Da Guyuan si entra nel Gansu attraverso una zona montuosa e collinare di grande bellezza. Tutte le montagne sono state terrazzate minuziosamente da mano umana. Ogni ‘centimetro’ è stato modificato per le coltivazioni. È incredibile perché sono decine e decine di chilometri di percorso in mezzo a questa opera d’arte. Ho nostalgia di quelle linee perfette che inducono a pensare alle fatiche dei contadini. È una poesia, un capolavoro, anche se chi li ha fatti non sapeva né leggere né scrivere. Vorrei citare una poesia cinese chiamata ‘la festa della montagna’ che mi evoca quel momento: ‘Mentre solo dimoro in terra straniera, una doppia nostalgia soffro in questo giorno: i miei fratelli salgono pel monte portando rami di corniolo, ognuno il suo, ed il mio ramo manca’.
Parlerò ancora di questo incredibile viaggio in un’altra occasione.

giovedì 5 marzo 2009

Bhopal

Prometto che la prossima volta cambierò argomento e non scriverò di India, bensì di un altro paese. Ma oggi vorrei parlare di Bhopal, conosciuta per il disastro chimico ma molto meno per la sua cultura.

DATI »
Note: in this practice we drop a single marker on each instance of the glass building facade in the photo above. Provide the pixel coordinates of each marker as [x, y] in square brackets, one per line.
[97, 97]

OBIETTIVO » Nel brano fornito, perché chi scrive trova incredibile la zona di montagne terrazzate che si attraversa entrando nel Gansu da Guyuan? Rispondi in una o due frasi.

RISULTATO » Perché il percorso si snoda per decine e decine di chilometri in mezzo a quelle montagne terrazzate, che chi scrive considera un'opera d'arte.